▸ **Фрагмент для чтения**:
==========
1) Построение текста как ответа (или серии ответов) на вопрос; 2) членение текста, заданное описанием событий (составляющих акт творения), которые отражают последовательность временных отрезков с указанием начала; 3) описание последовательной организации пространства (в направлении извне внутрь); 4) введение операции порождения для перехода от одного этапа творения к следующему; 5) последовательное нисхождение от космологического и божественного к историческому и человеческому; 6) как следствие предыдущего – совмещение последнего члена космологического ряда с первым членом исторического (или хотя бы квазиисторического) ряда; 7) указание правил социального поведения (и, в частности, нередко – правил брачных отношений для членов коллектива и, следовательно, схем родства).

Оценивая с точки зрения этой характеристики проанализированную скифскую легенду, мы видим, что ей свойственны все перечисленные особенности, за исключением первого пункта. При объяснении этого единственного несоответствия следует учитывать, что во всех без исключения версиях скифская легенда дошла до нас в греческой или латинской передаче, т. е. записана представителями иной культурной традиции. В этих условиях при сохранении содержания легенды форма ее легко могла быть искажена. Полное же соответствие остальных пунктов приведенной характеристики структуре и содержанию скифской легенды, с одной стороны, подтверждает правильность толкования ее как текста, отражающего универсальную космическую модель, а с другой – доказывает достаточную точность античных авторов в передаче скифского мифологического материала. Этот материал, несмотря на фрагментарность имеющихся в нашем распоряжении источников, представляет значительную ценность для изучения скифской идеологии. Существенной представляется задача проанализировать конкретные формы существования этой идеологии в соотнесении с историей Скифии. По мере возможности решению этой задачи посвящена гл. IV настоящей работы. Прежде чем обратиться к этой проблеме, необходимо рассмотреть некоторые дополнительные компоненты религиозно-мифологической системы скифов, расширить то представление о скифской религиозной модели мира, которое мы получили после анализа генеалогической легенды.
==========
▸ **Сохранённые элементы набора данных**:

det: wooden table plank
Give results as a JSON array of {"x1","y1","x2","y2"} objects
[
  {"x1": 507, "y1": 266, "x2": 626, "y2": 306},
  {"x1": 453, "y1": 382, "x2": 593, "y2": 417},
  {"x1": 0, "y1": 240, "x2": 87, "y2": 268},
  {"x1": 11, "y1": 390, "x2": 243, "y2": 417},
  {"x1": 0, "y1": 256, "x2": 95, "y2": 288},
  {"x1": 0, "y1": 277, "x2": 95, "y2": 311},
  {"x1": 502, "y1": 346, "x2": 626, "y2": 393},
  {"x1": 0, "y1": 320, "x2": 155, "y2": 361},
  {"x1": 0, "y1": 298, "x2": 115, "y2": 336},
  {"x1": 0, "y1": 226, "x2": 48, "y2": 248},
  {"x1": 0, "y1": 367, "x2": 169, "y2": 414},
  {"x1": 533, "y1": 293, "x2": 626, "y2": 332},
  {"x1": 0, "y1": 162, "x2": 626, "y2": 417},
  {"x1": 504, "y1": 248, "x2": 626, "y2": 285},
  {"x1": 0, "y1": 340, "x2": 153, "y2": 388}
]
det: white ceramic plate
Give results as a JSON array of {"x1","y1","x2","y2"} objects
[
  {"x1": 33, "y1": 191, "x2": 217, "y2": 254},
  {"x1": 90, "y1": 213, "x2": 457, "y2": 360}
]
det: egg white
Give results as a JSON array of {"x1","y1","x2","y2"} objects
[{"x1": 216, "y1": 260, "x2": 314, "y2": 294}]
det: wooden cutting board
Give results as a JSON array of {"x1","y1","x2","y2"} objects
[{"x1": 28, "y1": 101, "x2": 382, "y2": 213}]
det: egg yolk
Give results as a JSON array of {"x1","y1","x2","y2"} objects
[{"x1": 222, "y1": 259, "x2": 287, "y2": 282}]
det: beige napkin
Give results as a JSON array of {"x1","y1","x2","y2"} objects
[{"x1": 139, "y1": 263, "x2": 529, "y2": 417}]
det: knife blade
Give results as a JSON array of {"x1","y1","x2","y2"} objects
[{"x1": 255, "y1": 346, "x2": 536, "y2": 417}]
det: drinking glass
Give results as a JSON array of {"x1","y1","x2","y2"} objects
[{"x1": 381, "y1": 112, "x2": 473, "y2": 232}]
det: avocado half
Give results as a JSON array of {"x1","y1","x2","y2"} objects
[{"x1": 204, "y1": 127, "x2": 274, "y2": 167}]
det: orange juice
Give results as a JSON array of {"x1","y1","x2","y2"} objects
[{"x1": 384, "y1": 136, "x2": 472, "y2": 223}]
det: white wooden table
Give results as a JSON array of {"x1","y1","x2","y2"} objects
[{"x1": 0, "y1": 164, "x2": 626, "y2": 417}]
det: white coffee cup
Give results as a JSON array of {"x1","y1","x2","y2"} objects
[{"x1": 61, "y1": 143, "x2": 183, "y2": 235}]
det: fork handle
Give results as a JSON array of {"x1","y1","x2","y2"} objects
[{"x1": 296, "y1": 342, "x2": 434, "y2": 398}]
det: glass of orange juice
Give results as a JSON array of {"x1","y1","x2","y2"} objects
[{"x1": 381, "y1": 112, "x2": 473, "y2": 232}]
==========
▸ **Задания**:
[1] В какой передаче, по словам фрагмента о скифской легенде, эта легенда дошла до нас во всех версиях?
[2] Перепишите часть фрагмента о скифской легенде, которая начинается словами "1) Построение текста как" и заканчивается словами "следовательно, схем родства).", заменив "творения" на "созидания".
[3] Продолжите текст о скифской легенде после его последнего предложения.

▸ **Ответы на задания**:
[1] В греческой или латинской передаче.

[2]
1) Построение текста как ответа (или серии ответов) на вопрос; 2) членение текста, заданное описанием событий (составляющих акт созидания), которые отражают последовательность временных отрезков с указанием начала; 3) описание последовательной организации пространства (в направлении извне внутрь); 4) введение операции порождения для перехода от одного этапа созидания к следующему; 5) последовательное нисхождение от космологического и божественного к историческому и человеческому; 6) как следствие предыдущего – совмещение последнего члена космологического ряда с первым членом исторического (или хотя бы квазиисторического) ряда; 7) указание правил социального поведения (и, в частности, нередко – правил брачных отношений для членов коллектива и, следовательно, схем родства).

[3]
Дополнение I. Таргитай и Траетаона

Остановимся еще на одном моменте, связанном с предложенной выше интерпретацией скифской генеалогической легенды. Как мы видели, одно из центральных мест во всей системе, отраженной в этой легенде, занимает образ Таргитая – первочеловека, божества телесного мира, создателя организованного природного и социального космоса. Учитывая наличие многочисленных схождений в мифологических системах различных индоиранских народов, естественно предположить, что этот персонаж, играющий столь важную роль в скифской мифологии, представлен и в мифах других народов арийской группы, хотя бы среди второстепенных персонажей, так сказать на мифологической периферии. Поиски у других индоиранцев персонажа, исходно тождественного скифскому Таргитаю, не обязательно должны вестись в кругу тех героев мифологии, в характеристике которых ясно ощущается функция первочеловека. Как известно, героев, первоначально выступавших в такой роли, иранская мифология знает несколько [Christensen 1917; 1934]. Трансформация образов этих героев в ходе эволюции мифологии привела к тому, что в разных случаях мотив первого человека проявляется с различной очевидностью. Поэтому тождество того или иного персонажа индоиранского мифологического арсенала скифскому Таргитаю следует определять не по этому единичному, хотя и достаточно важному, мотиву в его характеристике, а по совокупности различных схождений тех видов, которые охарактеризованы во Введении. К тому же, как мы видели, Таргитай в скифской мифологии – не только первочеловек, но и божество телесного мира.

Представляется целесообразным избрать исходным моментом поиска один из центральных мотивов связанного с Таргитаем мифологического комплекса: мотив рождения у него трех сыновей, младший из которых, победив в ритуальном испытании, получает от отца верховную власть над скифами. Названный мотив находит прямую аналогию в мифологии других иранских народов, где он связан с широко известным персонажем. Этот персонаж играет важную, хотя и не до конца исследованную, роль в древней мифологии, откуда позднее он перешел в героический эпос. Имеется в виду авестийский Траетаона (?raetaona), Феридун поздних источников, отождествляемый обычно с древнеиндийским Тритой.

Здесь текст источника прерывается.